*What the task requires:*
Which lines of the material contain the word "pink"? Return each of those lines in full.

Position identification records
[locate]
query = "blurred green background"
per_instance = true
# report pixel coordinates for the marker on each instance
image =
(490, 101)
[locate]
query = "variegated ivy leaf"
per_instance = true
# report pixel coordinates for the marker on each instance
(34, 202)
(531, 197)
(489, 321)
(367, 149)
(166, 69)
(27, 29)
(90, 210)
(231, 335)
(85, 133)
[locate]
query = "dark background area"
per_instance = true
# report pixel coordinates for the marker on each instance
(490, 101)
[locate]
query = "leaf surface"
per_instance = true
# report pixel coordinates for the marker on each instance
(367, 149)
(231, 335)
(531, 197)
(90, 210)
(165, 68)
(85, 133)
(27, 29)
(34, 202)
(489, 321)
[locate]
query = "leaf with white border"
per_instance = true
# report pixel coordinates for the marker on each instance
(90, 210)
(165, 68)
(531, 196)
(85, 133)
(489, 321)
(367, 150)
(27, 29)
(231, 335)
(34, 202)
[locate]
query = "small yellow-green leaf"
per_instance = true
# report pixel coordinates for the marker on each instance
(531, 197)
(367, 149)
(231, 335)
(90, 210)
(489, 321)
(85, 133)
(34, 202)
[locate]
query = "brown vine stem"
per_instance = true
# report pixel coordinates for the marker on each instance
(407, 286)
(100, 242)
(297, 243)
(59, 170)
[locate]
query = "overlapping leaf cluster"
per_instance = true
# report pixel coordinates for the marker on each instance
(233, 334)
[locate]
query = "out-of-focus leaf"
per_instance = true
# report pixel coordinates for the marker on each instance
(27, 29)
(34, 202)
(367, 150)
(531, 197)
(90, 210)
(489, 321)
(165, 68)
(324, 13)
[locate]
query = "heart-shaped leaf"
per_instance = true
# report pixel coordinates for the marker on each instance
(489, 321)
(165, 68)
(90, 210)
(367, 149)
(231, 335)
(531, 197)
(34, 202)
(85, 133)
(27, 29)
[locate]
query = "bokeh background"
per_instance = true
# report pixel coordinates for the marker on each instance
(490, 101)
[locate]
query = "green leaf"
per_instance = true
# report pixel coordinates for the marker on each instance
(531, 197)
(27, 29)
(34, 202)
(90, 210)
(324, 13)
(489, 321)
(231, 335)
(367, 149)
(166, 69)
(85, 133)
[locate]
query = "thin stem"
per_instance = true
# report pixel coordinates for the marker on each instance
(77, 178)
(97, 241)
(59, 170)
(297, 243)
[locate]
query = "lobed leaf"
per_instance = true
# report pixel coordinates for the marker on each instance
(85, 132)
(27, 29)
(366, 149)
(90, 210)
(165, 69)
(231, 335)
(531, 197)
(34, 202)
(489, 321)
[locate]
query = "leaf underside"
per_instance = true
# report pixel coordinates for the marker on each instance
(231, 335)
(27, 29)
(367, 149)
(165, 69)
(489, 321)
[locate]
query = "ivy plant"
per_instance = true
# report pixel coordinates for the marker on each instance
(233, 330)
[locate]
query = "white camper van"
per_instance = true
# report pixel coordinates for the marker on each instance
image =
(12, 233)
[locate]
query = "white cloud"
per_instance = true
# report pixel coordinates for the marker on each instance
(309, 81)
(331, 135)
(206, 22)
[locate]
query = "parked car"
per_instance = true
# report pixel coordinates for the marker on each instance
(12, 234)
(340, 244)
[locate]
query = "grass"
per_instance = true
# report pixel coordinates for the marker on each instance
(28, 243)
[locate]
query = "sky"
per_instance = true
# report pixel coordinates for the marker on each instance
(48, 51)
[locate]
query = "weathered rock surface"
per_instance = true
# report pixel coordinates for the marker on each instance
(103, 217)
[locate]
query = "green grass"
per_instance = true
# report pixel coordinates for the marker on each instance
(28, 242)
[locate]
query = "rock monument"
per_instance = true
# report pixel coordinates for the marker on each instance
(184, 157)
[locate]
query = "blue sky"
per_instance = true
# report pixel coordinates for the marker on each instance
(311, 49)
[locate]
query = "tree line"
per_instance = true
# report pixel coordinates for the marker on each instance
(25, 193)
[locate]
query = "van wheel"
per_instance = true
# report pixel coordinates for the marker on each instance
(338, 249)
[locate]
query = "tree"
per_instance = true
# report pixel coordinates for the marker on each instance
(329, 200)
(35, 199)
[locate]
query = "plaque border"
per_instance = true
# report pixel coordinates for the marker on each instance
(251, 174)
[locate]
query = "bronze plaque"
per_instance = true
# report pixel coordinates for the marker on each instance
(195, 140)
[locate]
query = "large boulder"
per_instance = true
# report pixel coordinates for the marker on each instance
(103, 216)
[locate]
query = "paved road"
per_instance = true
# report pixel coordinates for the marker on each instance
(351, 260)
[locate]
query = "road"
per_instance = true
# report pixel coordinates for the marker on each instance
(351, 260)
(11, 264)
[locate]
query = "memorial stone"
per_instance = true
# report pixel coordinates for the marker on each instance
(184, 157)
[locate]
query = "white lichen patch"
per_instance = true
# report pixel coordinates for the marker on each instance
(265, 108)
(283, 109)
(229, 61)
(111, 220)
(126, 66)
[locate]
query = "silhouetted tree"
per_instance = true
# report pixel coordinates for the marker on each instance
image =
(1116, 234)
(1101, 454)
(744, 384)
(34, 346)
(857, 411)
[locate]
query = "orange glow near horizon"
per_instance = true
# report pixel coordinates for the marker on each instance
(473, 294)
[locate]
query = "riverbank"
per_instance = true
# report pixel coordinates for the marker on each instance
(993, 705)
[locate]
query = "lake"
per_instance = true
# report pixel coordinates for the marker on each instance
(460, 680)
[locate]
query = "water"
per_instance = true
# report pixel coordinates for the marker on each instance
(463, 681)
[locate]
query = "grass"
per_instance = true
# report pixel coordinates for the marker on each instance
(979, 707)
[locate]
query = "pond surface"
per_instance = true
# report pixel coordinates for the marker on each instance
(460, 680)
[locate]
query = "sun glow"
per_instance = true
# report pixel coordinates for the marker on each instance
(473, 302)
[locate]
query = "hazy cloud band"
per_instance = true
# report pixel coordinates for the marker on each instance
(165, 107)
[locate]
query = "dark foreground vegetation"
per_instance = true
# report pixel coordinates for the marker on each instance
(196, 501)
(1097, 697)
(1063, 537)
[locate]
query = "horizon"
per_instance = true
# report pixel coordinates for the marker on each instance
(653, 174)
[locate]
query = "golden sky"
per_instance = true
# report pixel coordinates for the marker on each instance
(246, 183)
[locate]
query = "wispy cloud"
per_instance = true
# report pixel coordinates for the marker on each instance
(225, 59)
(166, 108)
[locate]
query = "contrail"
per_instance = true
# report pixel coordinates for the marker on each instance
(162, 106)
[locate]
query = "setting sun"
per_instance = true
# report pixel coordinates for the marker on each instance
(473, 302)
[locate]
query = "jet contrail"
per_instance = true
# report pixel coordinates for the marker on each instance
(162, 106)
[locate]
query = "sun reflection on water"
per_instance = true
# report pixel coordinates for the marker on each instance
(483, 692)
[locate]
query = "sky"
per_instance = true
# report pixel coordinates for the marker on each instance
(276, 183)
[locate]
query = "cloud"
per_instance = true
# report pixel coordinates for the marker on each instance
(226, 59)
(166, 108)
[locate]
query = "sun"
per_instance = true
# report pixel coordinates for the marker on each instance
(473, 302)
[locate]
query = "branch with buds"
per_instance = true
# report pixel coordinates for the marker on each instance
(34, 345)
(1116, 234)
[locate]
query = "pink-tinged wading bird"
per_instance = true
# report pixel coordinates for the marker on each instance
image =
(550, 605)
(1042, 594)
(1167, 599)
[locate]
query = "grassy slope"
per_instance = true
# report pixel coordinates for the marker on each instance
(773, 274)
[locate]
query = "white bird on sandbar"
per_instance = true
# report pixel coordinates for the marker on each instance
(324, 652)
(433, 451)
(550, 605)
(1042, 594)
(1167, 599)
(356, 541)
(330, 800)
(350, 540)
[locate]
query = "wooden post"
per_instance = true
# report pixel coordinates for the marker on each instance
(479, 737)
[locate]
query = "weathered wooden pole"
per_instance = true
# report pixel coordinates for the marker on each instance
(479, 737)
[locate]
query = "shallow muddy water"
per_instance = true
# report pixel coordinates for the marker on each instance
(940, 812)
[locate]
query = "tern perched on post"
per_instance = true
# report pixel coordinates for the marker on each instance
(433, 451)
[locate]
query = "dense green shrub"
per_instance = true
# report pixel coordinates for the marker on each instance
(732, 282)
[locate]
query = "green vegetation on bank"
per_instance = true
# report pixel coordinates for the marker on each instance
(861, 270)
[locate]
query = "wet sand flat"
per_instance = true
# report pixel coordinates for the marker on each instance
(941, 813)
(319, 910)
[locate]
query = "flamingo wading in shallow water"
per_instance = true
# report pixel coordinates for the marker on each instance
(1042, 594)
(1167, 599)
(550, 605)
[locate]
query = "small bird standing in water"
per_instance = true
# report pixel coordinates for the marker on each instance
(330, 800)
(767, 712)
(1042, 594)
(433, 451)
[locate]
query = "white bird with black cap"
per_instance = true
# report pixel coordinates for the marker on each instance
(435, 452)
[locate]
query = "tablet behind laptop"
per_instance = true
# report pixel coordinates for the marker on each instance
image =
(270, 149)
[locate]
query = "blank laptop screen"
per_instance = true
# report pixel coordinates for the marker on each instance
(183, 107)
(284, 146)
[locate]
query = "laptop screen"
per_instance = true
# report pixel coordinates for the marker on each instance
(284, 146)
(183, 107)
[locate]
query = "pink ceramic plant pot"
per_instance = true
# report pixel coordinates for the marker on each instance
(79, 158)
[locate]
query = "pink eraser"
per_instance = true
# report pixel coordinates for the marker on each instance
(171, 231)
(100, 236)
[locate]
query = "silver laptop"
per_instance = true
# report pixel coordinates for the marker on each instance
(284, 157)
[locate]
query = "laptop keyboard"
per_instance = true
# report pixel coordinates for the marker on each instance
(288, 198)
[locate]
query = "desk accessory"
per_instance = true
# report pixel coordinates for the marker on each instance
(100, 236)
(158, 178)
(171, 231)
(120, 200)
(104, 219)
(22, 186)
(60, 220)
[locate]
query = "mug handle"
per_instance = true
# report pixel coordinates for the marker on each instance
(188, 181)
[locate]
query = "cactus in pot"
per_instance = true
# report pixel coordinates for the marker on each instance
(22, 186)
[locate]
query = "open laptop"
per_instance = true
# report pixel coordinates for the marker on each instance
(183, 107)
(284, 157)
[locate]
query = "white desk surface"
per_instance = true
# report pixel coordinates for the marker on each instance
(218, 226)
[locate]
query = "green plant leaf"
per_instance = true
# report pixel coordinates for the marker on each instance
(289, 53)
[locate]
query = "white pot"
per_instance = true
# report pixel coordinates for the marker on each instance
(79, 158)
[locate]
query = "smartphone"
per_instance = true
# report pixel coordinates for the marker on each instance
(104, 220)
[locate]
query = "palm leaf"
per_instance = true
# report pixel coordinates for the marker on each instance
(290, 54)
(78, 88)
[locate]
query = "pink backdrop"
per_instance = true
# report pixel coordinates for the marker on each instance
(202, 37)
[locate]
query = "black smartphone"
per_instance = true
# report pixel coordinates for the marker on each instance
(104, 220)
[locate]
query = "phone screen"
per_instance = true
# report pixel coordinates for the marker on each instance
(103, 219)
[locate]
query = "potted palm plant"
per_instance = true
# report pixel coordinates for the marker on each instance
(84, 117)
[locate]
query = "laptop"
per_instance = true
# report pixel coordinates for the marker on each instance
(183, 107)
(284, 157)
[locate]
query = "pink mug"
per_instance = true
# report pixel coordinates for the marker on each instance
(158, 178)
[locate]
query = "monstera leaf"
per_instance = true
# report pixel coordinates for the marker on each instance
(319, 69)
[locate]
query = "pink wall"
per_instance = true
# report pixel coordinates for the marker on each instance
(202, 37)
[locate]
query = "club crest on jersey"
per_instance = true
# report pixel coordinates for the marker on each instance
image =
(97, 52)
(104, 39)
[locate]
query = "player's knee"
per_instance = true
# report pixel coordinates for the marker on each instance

*Task response:*
query = "pink-tinged wading bird"
query = "pink ceramic plant pot"
query = "pink eraser"
query = "pink backdrop"
query = "pink mug"
query = "pink wall"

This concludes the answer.